__What the task requires__.
List every line in the records below that contains the word "leaf". Letter case must match.

__Task data__.
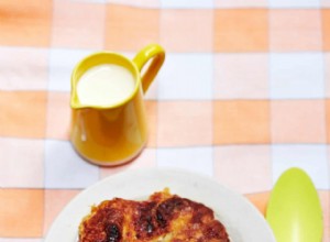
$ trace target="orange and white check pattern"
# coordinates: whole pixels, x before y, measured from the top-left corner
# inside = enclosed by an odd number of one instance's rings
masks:
[[[136,167],[206,174],[265,212],[304,168],[330,242],[330,0],[0,0],[0,241],[41,242],[97,180]],[[166,50],[145,99],[150,140],[114,168],[68,142],[69,79],[89,53]]]

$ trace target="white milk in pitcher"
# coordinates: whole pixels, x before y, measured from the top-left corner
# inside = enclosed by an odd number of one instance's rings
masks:
[[[103,64],[87,70],[77,84],[81,105],[113,106],[129,98],[134,91],[134,77],[124,67]]]

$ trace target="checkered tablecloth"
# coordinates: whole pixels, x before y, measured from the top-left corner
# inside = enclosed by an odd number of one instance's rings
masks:
[[[215,177],[265,212],[304,168],[330,241],[330,0],[0,0],[0,241],[40,242],[79,191],[136,167]],[[95,51],[166,50],[147,147],[105,168],[68,142],[70,73]]]

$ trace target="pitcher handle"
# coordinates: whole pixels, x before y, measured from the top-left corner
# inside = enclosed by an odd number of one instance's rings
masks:
[[[142,89],[145,94],[147,88],[156,77],[165,59],[165,51],[161,45],[150,44],[142,48],[136,56],[133,58],[133,63],[138,66],[141,72],[143,66],[151,61],[148,68],[145,70],[141,78]]]

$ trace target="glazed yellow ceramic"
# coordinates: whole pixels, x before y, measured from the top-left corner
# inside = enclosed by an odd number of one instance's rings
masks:
[[[129,162],[139,155],[147,140],[143,95],[164,59],[164,50],[152,44],[140,51],[133,61],[120,54],[99,52],[78,63],[72,75],[70,141],[85,160],[98,165],[112,166]],[[141,76],[141,69],[148,61],[151,65]],[[77,95],[80,77],[88,69],[103,64],[116,64],[128,69],[135,80],[134,90],[129,98],[110,107],[81,105]]]

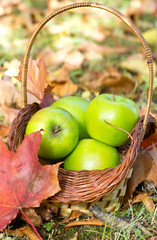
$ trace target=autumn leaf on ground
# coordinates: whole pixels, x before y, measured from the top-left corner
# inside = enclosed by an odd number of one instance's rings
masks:
[[[133,198],[132,203],[138,202],[143,202],[148,211],[155,211],[155,204],[153,203],[152,198],[146,192],[138,192],[138,194]]]
[[[60,190],[58,167],[42,166],[37,152],[40,132],[25,136],[16,153],[0,141],[0,231],[22,208],[38,207]]]
[[[19,74],[16,78],[22,80],[23,60],[19,67]],[[47,87],[48,71],[45,66],[44,58],[32,60],[29,58],[28,73],[27,73],[27,91],[32,93],[36,98],[41,100],[44,95],[44,89]]]
[[[10,128],[8,125],[0,124],[0,139],[9,136]]]
[[[52,72],[51,79],[48,81],[53,88],[52,92],[59,97],[73,95],[78,90],[78,85],[69,78],[69,70],[63,66]]]
[[[82,226],[82,225],[96,225],[96,226],[102,226],[104,225],[103,222],[101,222],[98,219],[83,219],[80,221],[74,221],[74,222],[70,222],[68,223],[65,227],[64,227],[64,231],[67,231],[69,228],[71,227],[75,227],[75,226]]]
[[[29,226],[24,226],[17,229],[5,229],[5,233],[14,237],[24,237],[27,236],[29,240],[39,240],[37,235],[34,233],[33,229]]]
[[[157,152],[157,151],[156,151]],[[132,201],[132,196],[136,187],[144,182],[153,182],[157,186],[157,163],[150,153],[142,149],[136,159],[133,173],[127,183],[127,190],[124,198],[124,205]]]

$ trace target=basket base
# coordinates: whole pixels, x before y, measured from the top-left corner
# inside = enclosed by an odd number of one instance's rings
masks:
[[[81,213],[86,215],[91,215],[89,208],[92,207],[94,204],[98,205],[103,212],[112,212],[118,211],[122,202],[123,198],[126,193],[127,188],[127,181],[132,175],[133,168],[130,169],[127,177],[114,189],[113,192],[108,194],[101,199],[88,203],[88,202],[79,202],[79,203],[53,203],[52,208],[57,215],[62,217],[66,217],[71,213],[72,210],[79,210]]]

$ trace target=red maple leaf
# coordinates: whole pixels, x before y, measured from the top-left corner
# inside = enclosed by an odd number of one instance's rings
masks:
[[[60,191],[59,164],[39,163],[40,141],[40,132],[27,135],[16,153],[0,141],[0,231],[20,209],[38,207],[43,199]]]

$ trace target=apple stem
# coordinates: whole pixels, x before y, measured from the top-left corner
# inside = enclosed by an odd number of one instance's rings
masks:
[[[25,218],[27,219],[27,221],[29,222],[29,224],[31,225],[31,227],[33,228],[34,232],[36,233],[36,235],[38,236],[38,238],[40,240],[43,240],[42,237],[39,235],[39,233],[37,232],[36,228],[34,227],[33,223],[30,221],[30,219],[27,217],[27,215],[24,213],[24,211],[22,210],[22,208],[20,208],[21,213],[25,216]]]
[[[104,122],[107,123],[108,125],[110,125],[111,127],[117,128],[117,129],[119,129],[119,130],[127,133],[128,136],[131,138],[131,140],[133,140],[133,137],[131,136],[131,134],[130,134],[129,132],[127,132],[126,130],[124,130],[124,129],[122,129],[122,128],[119,128],[119,127],[116,127],[116,126],[112,125],[111,123],[108,123],[106,120],[104,120]]]
[[[115,101],[115,97],[114,97],[114,94],[112,93],[112,100]]]
[[[61,127],[60,124],[58,124],[57,127],[54,127],[53,128],[53,133],[56,134],[56,133],[60,132],[60,130],[61,130],[60,127]]]

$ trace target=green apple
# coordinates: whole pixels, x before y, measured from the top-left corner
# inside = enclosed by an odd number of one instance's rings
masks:
[[[89,101],[77,96],[67,96],[60,98],[51,106],[61,107],[70,112],[75,118],[79,126],[79,139],[89,138],[85,126],[85,112],[89,105]]]
[[[139,109],[131,99],[102,94],[90,102],[85,122],[91,138],[111,146],[120,146],[127,141],[128,134],[115,127],[130,133],[139,116]]]
[[[64,168],[75,171],[103,170],[116,167],[119,162],[120,156],[115,147],[94,139],[83,139],[66,157]]]
[[[25,134],[40,130],[42,140],[38,155],[44,159],[61,159],[78,142],[79,129],[75,119],[59,107],[46,107],[36,112],[29,120]]]

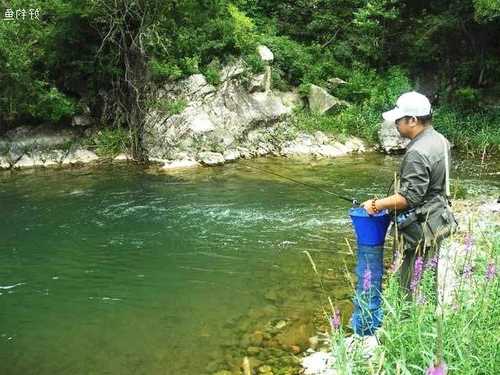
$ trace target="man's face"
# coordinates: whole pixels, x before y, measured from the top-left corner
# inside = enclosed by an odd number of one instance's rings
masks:
[[[410,138],[410,131],[413,127],[414,117],[402,117],[396,120],[396,129],[402,137]]]

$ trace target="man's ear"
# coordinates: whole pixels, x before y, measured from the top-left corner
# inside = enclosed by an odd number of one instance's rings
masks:
[[[418,125],[418,120],[415,116],[411,116],[409,119],[408,119],[408,125],[410,125],[411,128],[414,128],[415,126]]]

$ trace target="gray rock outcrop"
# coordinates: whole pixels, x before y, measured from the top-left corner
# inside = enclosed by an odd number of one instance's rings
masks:
[[[265,46],[259,46],[258,51],[271,68],[272,52]],[[238,157],[277,152],[279,142],[273,135],[281,133],[276,129],[285,127],[293,108],[302,104],[301,99],[296,92],[272,91],[270,71],[250,80],[248,75],[244,62],[238,60],[222,69],[218,87],[201,74],[165,85],[158,92],[158,100],[183,101],[186,105],[175,114],[149,111],[144,137],[149,158],[165,162],[194,158],[211,165],[200,155],[215,152],[223,160],[234,160],[236,153],[223,154],[239,148],[243,150],[238,151]]]
[[[314,113],[325,113],[332,108],[347,105],[347,102],[330,95],[325,89],[311,85],[309,91],[309,108]]]
[[[380,125],[378,132],[380,147],[386,153],[398,152],[406,149],[410,140],[403,138],[399,135],[398,130],[394,124],[384,121]]]

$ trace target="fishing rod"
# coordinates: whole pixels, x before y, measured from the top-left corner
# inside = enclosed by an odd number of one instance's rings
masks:
[[[303,185],[303,186],[307,186],[308,188],[311,188],[311,189],[315,189],[315,190],[318,190],[318,191],[321,191],[323,193],[326,193],[326,194],[330,194],[330,195],[333,195],[334,197],[337,197],[337,198],[340,198],[340,199],[343,199],[349,203],[352,204],[353,207],[357,207],[359,206],[359,202],[356,198],[348,198],[346,196],[343,196],[343,195],[340,195],[340,194],[337,194],[337,193],[334,193],[333,191],[329,191],[329,190],[326,190],[326,189],[323,189],[319,186],[316,186],[316,185],[310,185],[310,184],[306,184],[305,182],[302,182],[302,181],[298,181],[298,180],[295,180],[293,178],[290,178],[290,177],[287,177],[287,176],[283,176],[279,173],[275,173],[275,172],[271,172],[271,171],[268,171],[266,169],[262,169],[262,168],[257,168],[257,167],[254,167],[254,166],[251,166],[251,165],[248,165],[246,163],[242,163],[245,167],[247,168],[251,168],[251,169],[255,169],[257,171],[260,171],[260,172],[264,172],[264,173],[268,173],[268,174],[272,174],[274,176],[277,176],[277,177],[281,177],[281,178],[284,178],[285,180],[289,180],[289,181],[292,181],[292,182],[295,182],[296,184],[299,184],[299,185]]]

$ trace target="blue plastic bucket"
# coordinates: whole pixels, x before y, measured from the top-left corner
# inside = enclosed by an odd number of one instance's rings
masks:
[[[384,243],[391,217],[387,210],[368,215],[363,207],[349,210],[358,245],[379,246]]]

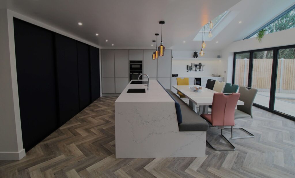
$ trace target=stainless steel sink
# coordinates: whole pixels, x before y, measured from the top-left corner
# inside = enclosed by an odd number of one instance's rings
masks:
[[[130,89],[127,91],[127,93],[145,93],[145,89]]]

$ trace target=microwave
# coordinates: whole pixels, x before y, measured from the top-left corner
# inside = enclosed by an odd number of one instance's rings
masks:
[[[142,61],[130,61],[130,71],[142,71]]]

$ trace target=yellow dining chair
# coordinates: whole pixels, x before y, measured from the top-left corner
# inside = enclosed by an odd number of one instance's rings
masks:
[[[177,82],[177,85],[189,85],[189,78],[176,78],[176,81]],[[182,93],[178,92],[177,94],[179,95],[179,97],[181,98],[185,98],[185,96],[182,94]]]

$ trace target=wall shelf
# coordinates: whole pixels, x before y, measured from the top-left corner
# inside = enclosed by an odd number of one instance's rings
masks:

__Answer for this exercise__.
$ trace target=autumn leaf on ground
$ trace target=red maple leaf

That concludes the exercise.